▸ WHAT IS NEEDED
Return exactly the lines of the records below, starting at the line that contains "Camera-trap tally: mark every instance of the ladder" and ending at the line that contains "Camera-trap tally: mark every instance of the swing", with both of those lines kept.

[Stored data entries]
::::

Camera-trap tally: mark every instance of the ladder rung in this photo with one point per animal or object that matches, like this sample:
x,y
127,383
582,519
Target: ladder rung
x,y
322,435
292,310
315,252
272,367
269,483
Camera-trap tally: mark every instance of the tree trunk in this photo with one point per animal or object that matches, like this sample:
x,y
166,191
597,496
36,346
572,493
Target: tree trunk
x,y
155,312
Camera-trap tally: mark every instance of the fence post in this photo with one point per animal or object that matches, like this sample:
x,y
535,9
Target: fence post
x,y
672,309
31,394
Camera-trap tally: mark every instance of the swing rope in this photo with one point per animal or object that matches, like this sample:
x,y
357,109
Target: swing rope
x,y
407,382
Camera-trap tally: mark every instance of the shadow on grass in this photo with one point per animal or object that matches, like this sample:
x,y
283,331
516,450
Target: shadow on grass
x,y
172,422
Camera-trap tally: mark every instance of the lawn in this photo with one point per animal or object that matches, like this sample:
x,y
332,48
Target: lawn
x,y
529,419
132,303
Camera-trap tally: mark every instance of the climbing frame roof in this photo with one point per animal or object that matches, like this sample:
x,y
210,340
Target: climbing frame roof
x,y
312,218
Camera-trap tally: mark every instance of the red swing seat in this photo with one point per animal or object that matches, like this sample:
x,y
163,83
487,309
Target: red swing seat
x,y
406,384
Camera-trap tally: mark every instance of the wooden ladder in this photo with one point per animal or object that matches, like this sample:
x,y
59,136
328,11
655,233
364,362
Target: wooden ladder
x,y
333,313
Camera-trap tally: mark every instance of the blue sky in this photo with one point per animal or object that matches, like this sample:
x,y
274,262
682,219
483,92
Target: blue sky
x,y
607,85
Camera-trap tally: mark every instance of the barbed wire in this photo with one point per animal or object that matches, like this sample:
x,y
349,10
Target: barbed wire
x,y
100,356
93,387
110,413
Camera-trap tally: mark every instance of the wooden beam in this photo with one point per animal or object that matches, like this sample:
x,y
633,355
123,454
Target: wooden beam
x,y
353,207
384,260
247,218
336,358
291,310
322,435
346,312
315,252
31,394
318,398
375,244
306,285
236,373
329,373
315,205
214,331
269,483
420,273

::::

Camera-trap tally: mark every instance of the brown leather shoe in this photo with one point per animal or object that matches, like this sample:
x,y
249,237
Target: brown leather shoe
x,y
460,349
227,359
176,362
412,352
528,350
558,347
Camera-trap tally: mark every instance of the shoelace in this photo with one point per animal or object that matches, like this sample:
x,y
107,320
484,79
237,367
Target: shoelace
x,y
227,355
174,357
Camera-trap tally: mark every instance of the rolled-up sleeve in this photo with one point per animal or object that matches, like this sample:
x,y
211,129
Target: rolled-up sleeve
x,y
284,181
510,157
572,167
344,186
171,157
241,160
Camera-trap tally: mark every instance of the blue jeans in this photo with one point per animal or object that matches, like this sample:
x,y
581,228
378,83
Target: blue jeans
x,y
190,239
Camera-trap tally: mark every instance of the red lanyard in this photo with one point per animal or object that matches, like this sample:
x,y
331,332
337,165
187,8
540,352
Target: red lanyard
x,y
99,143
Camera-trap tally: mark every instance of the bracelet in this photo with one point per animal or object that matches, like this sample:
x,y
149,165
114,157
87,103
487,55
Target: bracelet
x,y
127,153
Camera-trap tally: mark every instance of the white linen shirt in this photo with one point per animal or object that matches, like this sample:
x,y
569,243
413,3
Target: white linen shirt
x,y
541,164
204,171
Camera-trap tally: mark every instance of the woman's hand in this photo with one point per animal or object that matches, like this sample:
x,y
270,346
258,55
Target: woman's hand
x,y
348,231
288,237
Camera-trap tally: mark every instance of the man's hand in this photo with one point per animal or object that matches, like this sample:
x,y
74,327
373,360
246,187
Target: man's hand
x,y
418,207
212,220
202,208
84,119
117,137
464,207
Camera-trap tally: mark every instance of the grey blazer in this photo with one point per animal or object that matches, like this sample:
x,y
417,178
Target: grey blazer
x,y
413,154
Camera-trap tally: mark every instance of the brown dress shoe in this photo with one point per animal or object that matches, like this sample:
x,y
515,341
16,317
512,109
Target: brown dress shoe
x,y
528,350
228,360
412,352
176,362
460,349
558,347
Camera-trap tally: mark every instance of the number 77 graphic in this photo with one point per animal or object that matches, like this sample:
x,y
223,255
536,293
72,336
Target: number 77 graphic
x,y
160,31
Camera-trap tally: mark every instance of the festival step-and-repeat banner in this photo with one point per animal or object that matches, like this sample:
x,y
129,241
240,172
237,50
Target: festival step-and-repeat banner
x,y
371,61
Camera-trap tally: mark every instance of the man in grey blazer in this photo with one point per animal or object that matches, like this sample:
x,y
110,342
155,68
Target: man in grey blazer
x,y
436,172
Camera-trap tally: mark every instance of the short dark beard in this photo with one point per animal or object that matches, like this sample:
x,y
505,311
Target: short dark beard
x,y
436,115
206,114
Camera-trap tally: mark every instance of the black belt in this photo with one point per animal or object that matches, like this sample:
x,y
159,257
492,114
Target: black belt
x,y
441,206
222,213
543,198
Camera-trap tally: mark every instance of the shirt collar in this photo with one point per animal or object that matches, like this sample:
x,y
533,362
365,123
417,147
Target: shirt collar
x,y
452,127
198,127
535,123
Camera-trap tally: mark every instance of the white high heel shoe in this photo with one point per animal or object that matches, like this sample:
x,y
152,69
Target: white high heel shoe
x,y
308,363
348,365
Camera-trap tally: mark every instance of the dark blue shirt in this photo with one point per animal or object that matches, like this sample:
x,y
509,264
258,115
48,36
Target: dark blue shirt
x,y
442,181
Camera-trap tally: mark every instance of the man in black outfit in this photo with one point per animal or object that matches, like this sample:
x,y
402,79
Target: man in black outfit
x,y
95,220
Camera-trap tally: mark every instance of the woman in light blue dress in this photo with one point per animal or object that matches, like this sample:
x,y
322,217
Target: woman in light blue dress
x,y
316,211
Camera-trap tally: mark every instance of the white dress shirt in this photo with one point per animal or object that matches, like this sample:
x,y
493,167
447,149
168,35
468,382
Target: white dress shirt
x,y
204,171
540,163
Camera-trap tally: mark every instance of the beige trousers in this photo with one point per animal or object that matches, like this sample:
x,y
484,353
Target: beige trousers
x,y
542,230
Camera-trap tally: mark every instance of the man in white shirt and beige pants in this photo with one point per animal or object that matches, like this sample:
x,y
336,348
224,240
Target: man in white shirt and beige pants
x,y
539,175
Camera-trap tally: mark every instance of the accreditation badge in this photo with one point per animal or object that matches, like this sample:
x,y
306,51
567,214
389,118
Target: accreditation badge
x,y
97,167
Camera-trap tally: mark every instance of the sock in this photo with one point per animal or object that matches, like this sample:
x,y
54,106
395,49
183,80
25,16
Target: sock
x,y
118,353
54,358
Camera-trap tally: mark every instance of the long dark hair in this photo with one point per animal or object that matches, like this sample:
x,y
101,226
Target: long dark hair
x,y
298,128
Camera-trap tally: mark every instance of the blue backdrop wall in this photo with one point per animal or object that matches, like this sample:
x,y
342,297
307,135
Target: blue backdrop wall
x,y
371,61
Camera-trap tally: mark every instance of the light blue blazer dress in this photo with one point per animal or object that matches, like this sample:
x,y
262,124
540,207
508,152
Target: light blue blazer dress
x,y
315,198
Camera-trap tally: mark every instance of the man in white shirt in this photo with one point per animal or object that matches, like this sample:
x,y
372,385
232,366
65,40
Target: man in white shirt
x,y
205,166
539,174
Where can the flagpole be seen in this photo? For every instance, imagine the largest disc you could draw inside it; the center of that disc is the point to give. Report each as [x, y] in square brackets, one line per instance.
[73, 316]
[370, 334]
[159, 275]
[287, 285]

::::

▸ FINAL ANSWER
Camera-trap tally: mark every instance of the ladder rung in this photo with one point per animal or object that matches, like this sample:
x,y
127,383
582,519
Target: ladder rung
x,y
322,435
292,310
315,252
272,367
269,483
Camera-trap tally: mark every instance of the tree trunk in this photo with one point per animal or object that matches, like this sample:
x,y
166,191
597,496
36,346
572,493
Target: tree trunk
x,y
155,312
Camera-trap tally: mark every instance of the fence post in this photo with one point per animal or object that matches, like this sample:
x,y
535,9
Target: fence post
x,y
672,309
31,394
Camera-trap tally: mark every instance of the swing rope in this photo with one point per animal or object that matches, like this sample:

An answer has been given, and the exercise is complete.